Region outline entries
┌──

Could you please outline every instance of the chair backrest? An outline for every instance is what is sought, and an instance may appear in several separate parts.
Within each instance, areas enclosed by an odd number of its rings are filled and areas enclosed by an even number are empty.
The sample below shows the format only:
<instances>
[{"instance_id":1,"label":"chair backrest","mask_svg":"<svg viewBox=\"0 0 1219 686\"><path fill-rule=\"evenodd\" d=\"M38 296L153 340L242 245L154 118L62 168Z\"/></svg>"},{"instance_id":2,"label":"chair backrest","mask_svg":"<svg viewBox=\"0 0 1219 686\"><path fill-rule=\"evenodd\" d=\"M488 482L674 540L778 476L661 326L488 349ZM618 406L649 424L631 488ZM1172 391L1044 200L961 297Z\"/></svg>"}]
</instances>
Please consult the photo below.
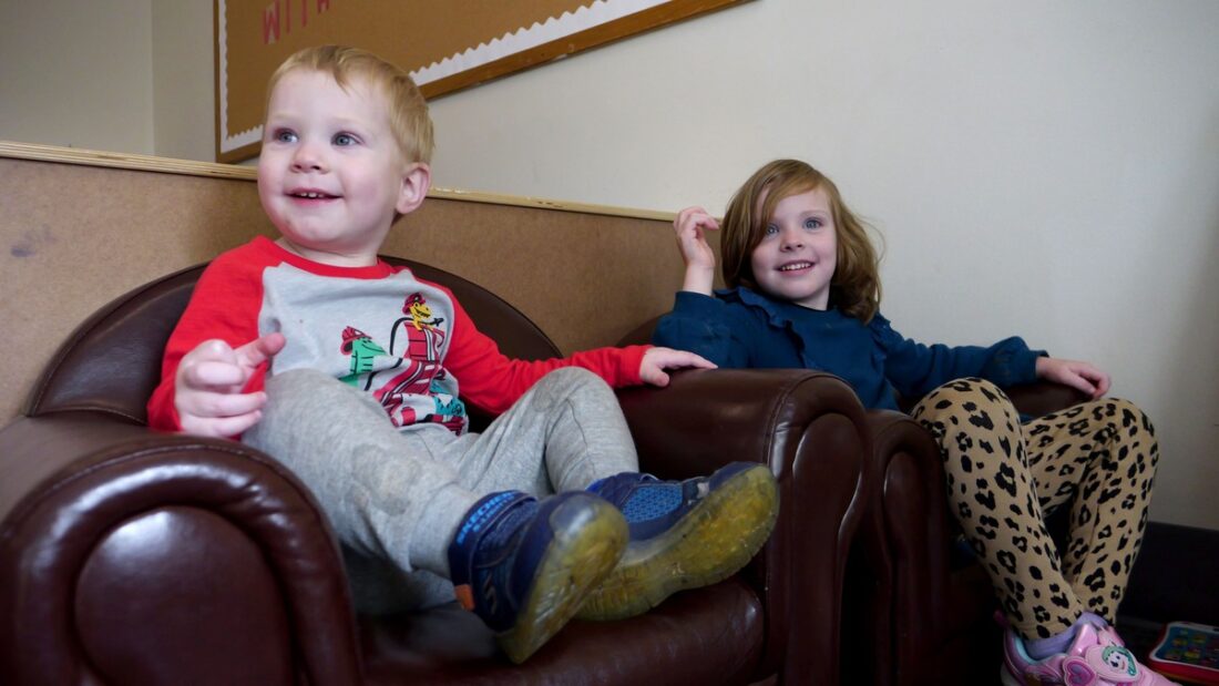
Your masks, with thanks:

└──

Quote every item above word for word, leaving out the pictures.

Could you please outline every instance of the chair backrest? An outline for every instance is what is sought, and an instance may appear in several separate parts.
Within each instance, areas enclosed by an odd number of its rings are filled and areas enclosed by an even number are empty.
The sample below shows the format only:
<instances>
[{"instance_id":1,"label":"chair backrest","mask_svg":"<svg viewBox=\"0 0 1219 686\"><path fill-rule=\"evenodd\" d=\"M38 296L153 340L242 245L154 118L62 168Z\"/></svg>"},{"instance_id":2,"label":"chair backrest","mask_svg":"<svg viewBox=\"0 0 1219 686\"><path fill-rule=\"evenodd\" d=\"M488 482L674 540L778 476L661 326L488 349ZM618 406L649 424L631 488ZM1172 391L1044 200L961 297Z\"/></svg>"}]
</instances>
Please consult the photo below.
Your masks, with thanks:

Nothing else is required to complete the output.